***** SOURCE PASSAGE *****

Shoulder Pouch

Much is often made of the idea that Indian people developed so many specialized bags, pouches, and other leather containers to assist them in their nomadic wanderings from place to place. A leather bag is better suited for carrying certain objects than a pot or basket is, and native North Americans tended to place great importance on how well-matched a carrying case was to its contents. Not only were native bags specially sized and shaped to hold an individual type of object, they were often decorated to indicate precisely what belonged inside of them.

There were two very basic styles of American Indian bags: soft pouches, made of tanned animal hides (usually deerskin or elkskin), and parfleche, made of stiff rawhide. Some modern Indian artists blur the two traditions by creating tanned buckskin purses with rawhide siding on the inside to give it the boxy parfleche look. Regardless of their material, Native American bags were often painted, beaded, or quilled with the characteristic tribal designs of the craftsperson (usually a woman) who made it--particularly if the bag was designed to hold something sacred, such as a medicine bag or tobacco bag, or was being made as regalia for a fiance, daughter or son.

*****

TASK :: Can you revise the part of the shoulder pouch passage that opens with "Shoulder Pouch" and closes with "inside of them.", putting "gourd" in place of "basket"? None of the data is needed here.

***** EXTRACTED MATERIAL *****

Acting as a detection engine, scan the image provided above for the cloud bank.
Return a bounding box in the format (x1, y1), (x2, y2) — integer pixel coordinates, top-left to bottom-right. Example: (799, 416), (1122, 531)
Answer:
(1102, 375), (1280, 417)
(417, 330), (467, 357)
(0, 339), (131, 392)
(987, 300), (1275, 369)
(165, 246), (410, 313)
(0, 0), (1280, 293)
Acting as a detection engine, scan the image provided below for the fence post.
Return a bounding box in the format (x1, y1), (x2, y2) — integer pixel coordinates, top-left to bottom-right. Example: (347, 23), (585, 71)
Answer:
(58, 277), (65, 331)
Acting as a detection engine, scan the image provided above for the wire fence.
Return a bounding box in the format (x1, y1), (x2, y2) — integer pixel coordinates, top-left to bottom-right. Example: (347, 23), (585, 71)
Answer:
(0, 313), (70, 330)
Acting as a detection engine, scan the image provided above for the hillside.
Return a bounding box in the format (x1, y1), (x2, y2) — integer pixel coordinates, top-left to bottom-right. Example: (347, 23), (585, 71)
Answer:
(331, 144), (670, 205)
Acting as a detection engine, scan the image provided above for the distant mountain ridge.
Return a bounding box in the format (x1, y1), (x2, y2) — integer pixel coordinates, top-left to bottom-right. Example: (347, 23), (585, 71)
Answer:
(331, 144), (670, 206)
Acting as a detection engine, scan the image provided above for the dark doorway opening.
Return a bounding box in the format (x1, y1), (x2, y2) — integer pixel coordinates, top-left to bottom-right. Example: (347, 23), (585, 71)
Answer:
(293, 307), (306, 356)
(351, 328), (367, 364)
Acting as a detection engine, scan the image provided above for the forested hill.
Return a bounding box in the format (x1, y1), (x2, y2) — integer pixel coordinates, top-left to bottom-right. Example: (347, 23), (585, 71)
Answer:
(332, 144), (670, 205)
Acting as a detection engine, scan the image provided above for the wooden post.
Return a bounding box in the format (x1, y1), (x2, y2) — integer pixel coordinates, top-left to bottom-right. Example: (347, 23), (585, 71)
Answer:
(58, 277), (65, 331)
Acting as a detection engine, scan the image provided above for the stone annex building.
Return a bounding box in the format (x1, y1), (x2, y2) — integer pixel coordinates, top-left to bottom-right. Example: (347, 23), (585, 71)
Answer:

*****

ANSWER FOR THE TASK ::
Shoulder Pouch

Much is often made of the idea that Indian people developed so many specialized bags, pouches, and other leather containers to assist them in their nomadic wanderings from place to place. A leather bag is better suited for carrying certain objects than a pot or gourd is, and native North Americans tended to place great importance on how well-matched a carrying case was to its contents. Not only were native bags specially sized and shaped to hold an individual type of object, they were often decorated to indicate precisely what belonged inside of them.